# [Directions]
Make an exact copy of the lines, leaving the pictures out.

# [Entries from a pointing dataset]
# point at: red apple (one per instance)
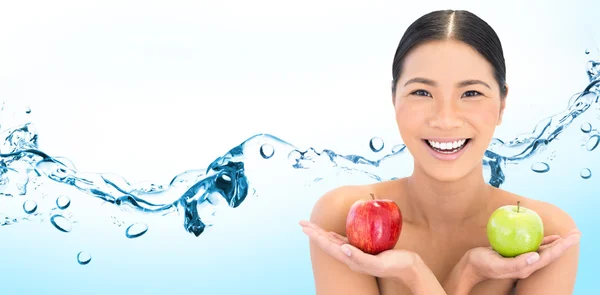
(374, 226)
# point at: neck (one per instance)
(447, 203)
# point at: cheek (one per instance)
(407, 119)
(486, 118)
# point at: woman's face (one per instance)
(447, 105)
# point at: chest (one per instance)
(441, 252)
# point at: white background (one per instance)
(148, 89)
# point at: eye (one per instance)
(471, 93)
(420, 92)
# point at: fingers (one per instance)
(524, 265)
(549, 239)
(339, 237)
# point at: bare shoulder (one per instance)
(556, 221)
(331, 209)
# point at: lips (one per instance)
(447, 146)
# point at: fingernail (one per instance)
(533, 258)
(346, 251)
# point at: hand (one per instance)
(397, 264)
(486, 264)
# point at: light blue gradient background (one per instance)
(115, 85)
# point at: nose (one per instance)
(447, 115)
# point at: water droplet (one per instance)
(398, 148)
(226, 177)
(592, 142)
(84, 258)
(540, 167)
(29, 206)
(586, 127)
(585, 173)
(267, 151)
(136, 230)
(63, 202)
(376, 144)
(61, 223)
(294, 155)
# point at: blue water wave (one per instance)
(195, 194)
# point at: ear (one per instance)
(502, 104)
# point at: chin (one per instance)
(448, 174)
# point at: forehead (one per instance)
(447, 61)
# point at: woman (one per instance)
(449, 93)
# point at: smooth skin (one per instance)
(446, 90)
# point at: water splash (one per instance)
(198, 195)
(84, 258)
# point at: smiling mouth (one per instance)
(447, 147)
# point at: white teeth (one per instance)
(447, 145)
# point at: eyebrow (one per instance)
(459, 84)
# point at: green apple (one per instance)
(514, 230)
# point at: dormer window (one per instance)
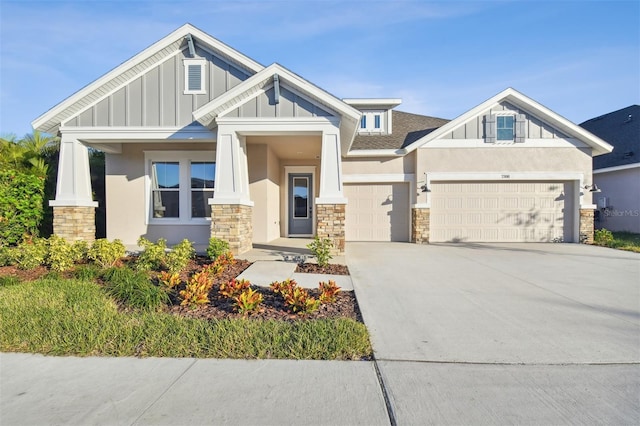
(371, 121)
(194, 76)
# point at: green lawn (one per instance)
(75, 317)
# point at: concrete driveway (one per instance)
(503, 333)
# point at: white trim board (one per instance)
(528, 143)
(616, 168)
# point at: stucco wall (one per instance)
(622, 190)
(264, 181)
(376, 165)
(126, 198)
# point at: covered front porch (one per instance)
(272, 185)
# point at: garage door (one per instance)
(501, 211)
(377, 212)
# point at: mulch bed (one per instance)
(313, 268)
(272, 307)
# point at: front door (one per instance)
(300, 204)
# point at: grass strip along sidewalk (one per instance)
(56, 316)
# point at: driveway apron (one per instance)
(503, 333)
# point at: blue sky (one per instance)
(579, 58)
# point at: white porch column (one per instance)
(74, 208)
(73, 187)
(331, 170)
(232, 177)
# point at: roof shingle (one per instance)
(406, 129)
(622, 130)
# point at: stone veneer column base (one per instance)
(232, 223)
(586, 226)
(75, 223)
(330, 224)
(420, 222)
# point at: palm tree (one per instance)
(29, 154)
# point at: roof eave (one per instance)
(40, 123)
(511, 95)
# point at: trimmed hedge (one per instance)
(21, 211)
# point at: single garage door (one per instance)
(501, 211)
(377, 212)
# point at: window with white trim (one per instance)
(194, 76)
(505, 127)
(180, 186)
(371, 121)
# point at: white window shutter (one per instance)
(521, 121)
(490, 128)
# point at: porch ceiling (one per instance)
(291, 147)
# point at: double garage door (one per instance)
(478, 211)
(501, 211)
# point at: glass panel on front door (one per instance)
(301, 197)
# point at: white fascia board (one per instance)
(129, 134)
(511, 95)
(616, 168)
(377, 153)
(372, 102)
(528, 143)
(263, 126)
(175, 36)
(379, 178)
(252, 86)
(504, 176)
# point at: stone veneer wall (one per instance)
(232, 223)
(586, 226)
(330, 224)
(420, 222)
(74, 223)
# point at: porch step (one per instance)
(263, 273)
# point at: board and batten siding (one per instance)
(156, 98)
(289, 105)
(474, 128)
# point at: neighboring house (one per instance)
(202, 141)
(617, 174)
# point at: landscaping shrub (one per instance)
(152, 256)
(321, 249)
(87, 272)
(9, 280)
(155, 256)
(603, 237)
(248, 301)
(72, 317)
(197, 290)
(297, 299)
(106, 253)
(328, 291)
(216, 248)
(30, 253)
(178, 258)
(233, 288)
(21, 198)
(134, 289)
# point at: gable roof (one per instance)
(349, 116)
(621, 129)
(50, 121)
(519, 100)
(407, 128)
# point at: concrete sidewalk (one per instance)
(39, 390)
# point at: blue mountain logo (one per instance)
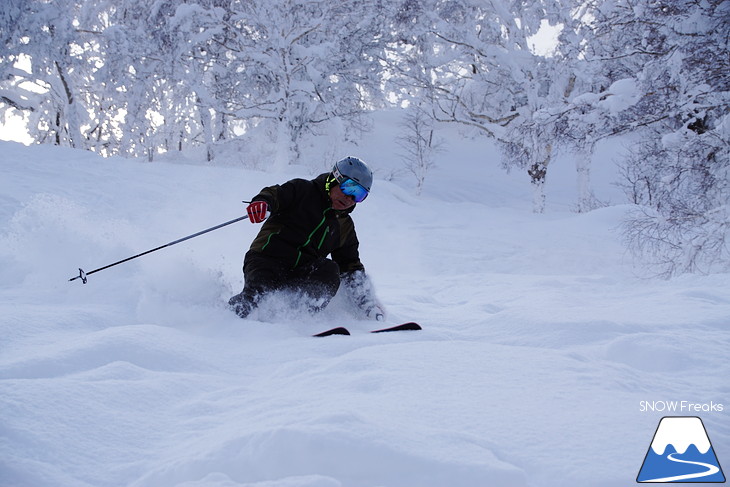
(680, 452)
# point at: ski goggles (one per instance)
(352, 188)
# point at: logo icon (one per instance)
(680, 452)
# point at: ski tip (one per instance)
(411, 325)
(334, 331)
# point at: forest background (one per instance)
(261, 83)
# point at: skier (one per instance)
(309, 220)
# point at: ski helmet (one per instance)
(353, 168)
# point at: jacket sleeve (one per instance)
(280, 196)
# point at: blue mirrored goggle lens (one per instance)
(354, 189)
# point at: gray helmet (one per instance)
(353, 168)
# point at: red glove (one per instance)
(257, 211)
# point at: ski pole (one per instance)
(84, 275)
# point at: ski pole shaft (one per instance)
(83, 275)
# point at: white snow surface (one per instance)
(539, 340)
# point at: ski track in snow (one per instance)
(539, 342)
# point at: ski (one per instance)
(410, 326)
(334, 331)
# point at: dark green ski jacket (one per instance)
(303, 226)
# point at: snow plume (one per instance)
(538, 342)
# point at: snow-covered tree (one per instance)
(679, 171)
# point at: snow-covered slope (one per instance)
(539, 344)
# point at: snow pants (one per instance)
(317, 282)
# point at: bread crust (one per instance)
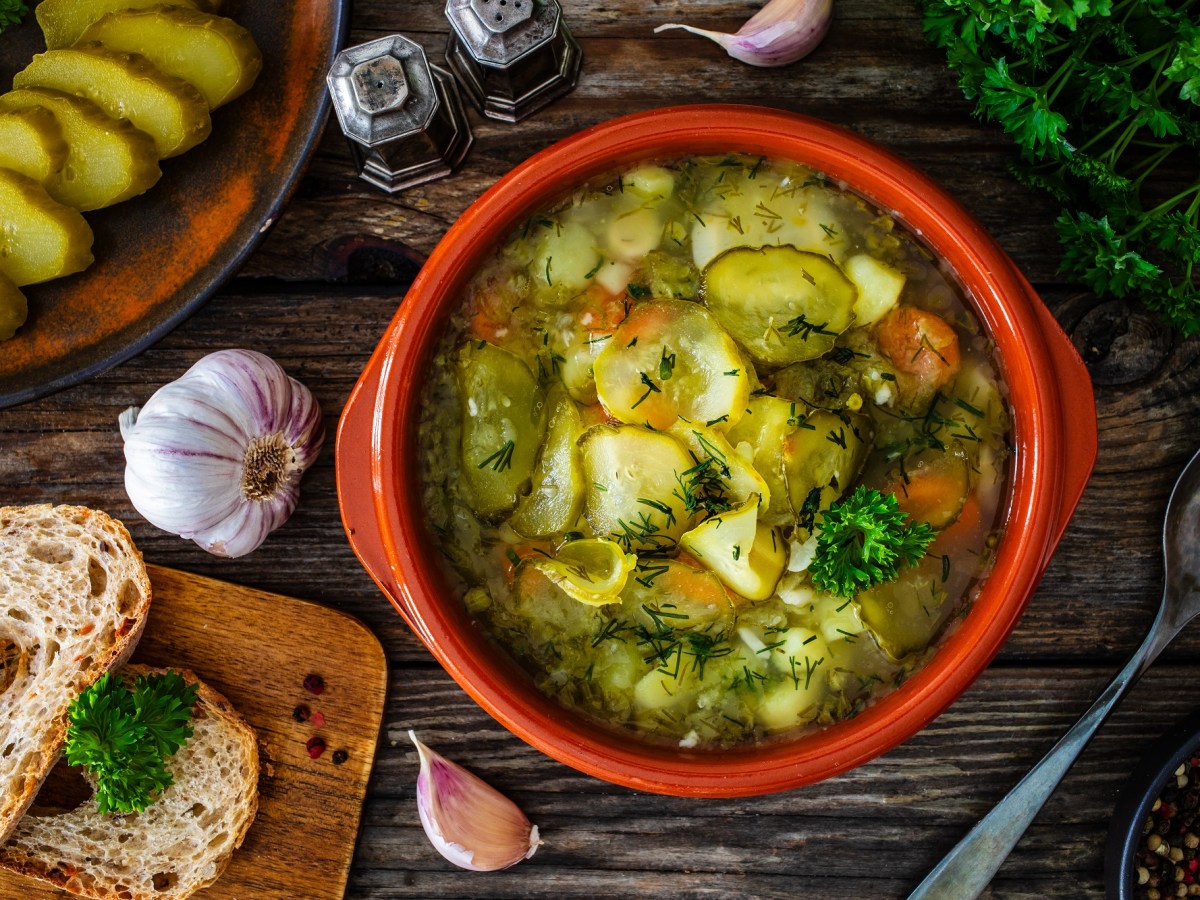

# [Response for this exercise]
# point at: red apple (one per instance)
(374, 226)
# point at: neck (one per instance)
(447, 203)
# point at: cheek (one per instance)
(407, 119)
(486, 118)
# point at: woman's face (one per instance)
(447, 105)
# point at: chest (one per instance)
(441, 252)
# point at: white background (one per instance)
(148, 89)
# point at: eye (one per instance)
(471, 93)
(420, 92)
# point at: fingers (one per instance)
(524, 265)
(549, 239)
(339, 237)
# point at: bare shoulder (one per instance)
(556, 221)
(331, 209)
# point at: lips (one per instance)
(447, 146)
# point at: fingernail (one per instance)
(533, 258)
(346, 251)
# point at: hand (one per instance)
(397, 264)
(486, 264)
# point at: light blue gradient background (one per instance)
(115, 85)
# point at: nose (one per instance)
(447, 115)
# point at: water droplet (one per instance)
(398, 148)
(226, 177)
(592, 142)
(84, 258)
(540, 167)
(29, 206)
(586, 127)
(585, 173)
(267, 151)
(136, 230)
(63, 202)
(376, 144)
(61, 223)
(294, 155)
# point at: blue water wave (one per instance)
(195, 194)
# point at: ear (one per instance)
(502, 104)
# point at: chin (one per instance)
(448, 174)
# point at: forehead (one per instance)
(447, 61)
# point at: woman (one per instance)
(449, 93)
# point at: smooth skin (one per instance)
(446, 90)
# point at: water splash (one per instance)
(198, 195)
(84, 258)
# point at: smiling mouth (one per instance)
(447, 147)
# point at: white teeth (one per instance)
(447, 145)
# point at: eyebrow (one per instance)
(459, 84)
# point at: green apple (one per instance)
(514, 230)
# point at: dormer window (one per instance)
(371, 121)
(194, 76)
# point at: green lawn (one per instance)
(75, 317)
# point at: concrete driveway (one per instance)
(503, 333)
# point at: white trim board (one per instance)
(528, 143)
(616, 168)
# point at: stucco wall (one per instance)
(622, 190)
(264, 181)
(376, 165)
(126, 198)
# point at: covered front porch (one per instance)
(272, 185)
# point at: garage door (one per instance)
(501, 211)
(377, 212)
# point at: mulch bed (one per instance)
(313, 268)
(272, 307)
# point at: front door (one per instance)
(300, 204)
# point at: grass strip along sidewalk (one per instance)
(56, 316)
# point at: driveway apron (one per instance)
(503, 333)
# point at: blue sky (one per instance)
(579, 58)
# point at: white porch column (one per instance)
(74, 208)
(73, 187)
(331, 170)
(232, 177)
# point at: roof shingle (one per instance)
(406, 129)
(622, 130)
# point at: stone veneer column base (one per instance)
(232, 223)
(586, 226)
(75, 223)
(330, 224)
(420, 222)
# point at: palm tree (one per instance)
(29, 154)
# point at: roof eave (one per instance)
(40, 123)
(511, 95)
# point at: trimmed hedge (one per instance)
(21, 211)
# point at: single garage door (one per instance)
(501, 211)
(377, 212)
# point at: window with white trim (one per instance)
(194, 76)
(505, 127)
(180, 186)
(371, 121)
# point at: white window shutter (one per instance)
(521, 121)
(490, 128)
# point at: porch ceiling (one per instance)
(291, 147)
# point at: double garage door (one per instance)
(478, 211)
(501, 211)
# point at: glass panel on front door (one per instance)
(301, 197)
# point at: white fascia board (one per instance)
(129, 134)
(511, 95)
(616, 168)
(377, 153)
(372, 102)
(528, 143)
(263, 126)
(175, 36)
(379, 178)
(252, 86)
(504, 176)
# point at: stone veneer wall (one per instance)
(232, 223)
(586, 226)
(330, 224)
(420, 222)
(74, 223)
# point at: porch step (one per instance)
(263, 273)
# point at: board and batten siding (one per instance)
(156, 98)
(289, 105)
(474, 128)
# point at: neighboring house (one per instance)
(202, 141)
(617, 174)
# point at: landscaping shrub (one per instance)
(152, 256)
(321, 249)
(87, 272)
(9, 280)
(155, 256)
(603, 237)
(248, 301)
(72, 317)
(197, 290)
(297, 299)
(106, 253)
(328, 291)
(216, 248)
(30, 253)
(178, 258)
(233, 288)
(21, 198)
(134, 289)
# point at: gable roof (one per instance)
(349, 116)
(621, 129)
(50, 121)
(519, 100)
(407, 128)
# point at: concrete sidewalk (one per instance)
(39, 390)
# point at: blue mountain logo (one per instance)
(680, 452)
# point at: ski goggles (one per instance)
(352, 188)
# point at: logo icon (one per instance)
(680, 452)
# point at: ski tip (one per instance)
(411, 325)
(334, 331)
# point at: forest background (one per instance)
(261, 83)
# point at: skier (one per instance)
(309, 220)
# point at: ski helmet (one per instance)
(353, 168)
# point at: jacket sleeve (one per instance)
(280, 196)
# point at: blue mirrored goggle lens (one per instance)
(354, 189)
# point at: gray helmet (one per instance)
(353, 168)
# point at: red glove (one per instance)
(257, 211)
# point at: ski pole (one per instance)
(84, 275)
# point at: ski pole shaft (one per instance)
(83, 275)
# point at: white snow surface (one per instance)
(539, 340)
# point at: ski track in snow (one per instance)
(539, 342)
# point at: ski (one per instance)
(410, 326)
(334, 331)
# point at: dark green ski jacket (one per instance)
(303, 226)
# point at: snow plume (one per instance)
(538, 342)
# point at: snow-covered tree (one per instance)
(679, 171)
# point at: snow-covered slope (one per instance)
(539, 344)
# point at: snow pants (one per instance)
(317, 282)
# point at: bread crust (one per instance)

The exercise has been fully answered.